#### [THE INPUT]

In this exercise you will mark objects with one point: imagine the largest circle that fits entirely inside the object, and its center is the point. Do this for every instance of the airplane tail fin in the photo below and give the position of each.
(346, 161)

==

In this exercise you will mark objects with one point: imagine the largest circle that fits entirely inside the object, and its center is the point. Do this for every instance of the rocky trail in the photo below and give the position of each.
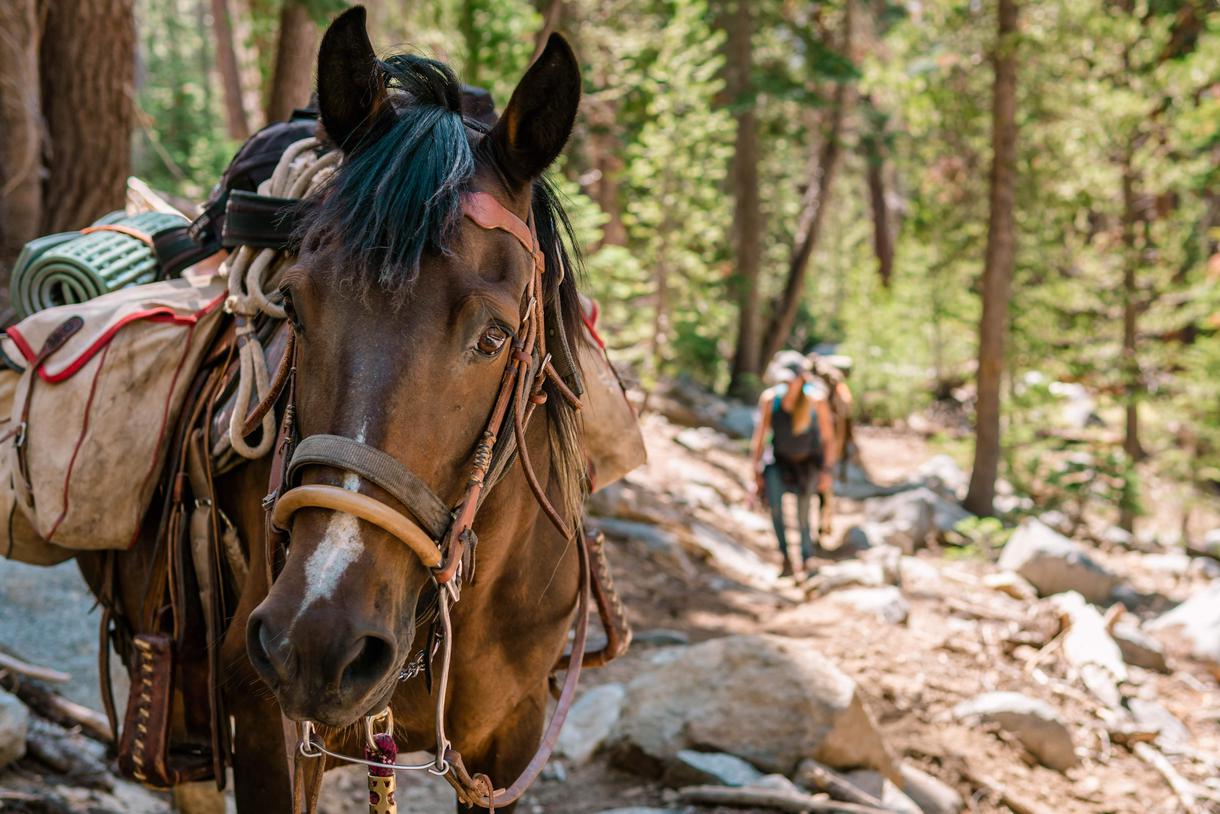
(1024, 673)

* * *

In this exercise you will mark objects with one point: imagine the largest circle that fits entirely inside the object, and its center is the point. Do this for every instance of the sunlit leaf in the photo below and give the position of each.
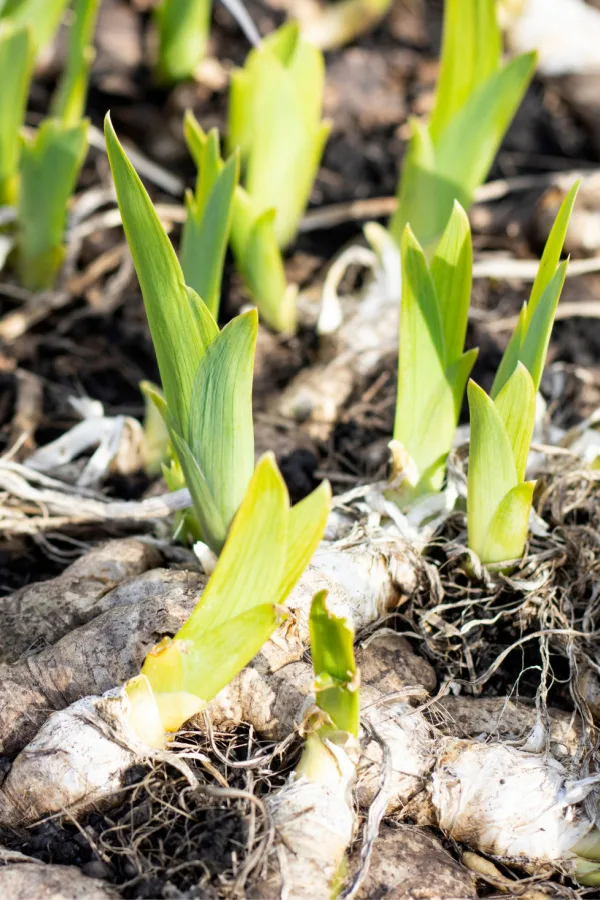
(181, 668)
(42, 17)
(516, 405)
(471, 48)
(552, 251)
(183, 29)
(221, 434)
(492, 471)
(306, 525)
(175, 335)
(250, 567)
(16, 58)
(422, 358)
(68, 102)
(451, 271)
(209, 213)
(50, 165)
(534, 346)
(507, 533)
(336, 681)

#### [WHAT YOU HAVE TO DO]
Pull out, word for word, the stretch of items from the line containing "of the rocky" through the line containing "(1024, 673)", including both of those lines. Leave the pictures out of your answer.

#### [SOLUTION]
In this exercise you will mark objects with one point: imagine the largest circle that fits entirely inside the object, and its center is the point. Do this for every instance of the rocky trail in the photo below and give the position of each.
(1024, 673)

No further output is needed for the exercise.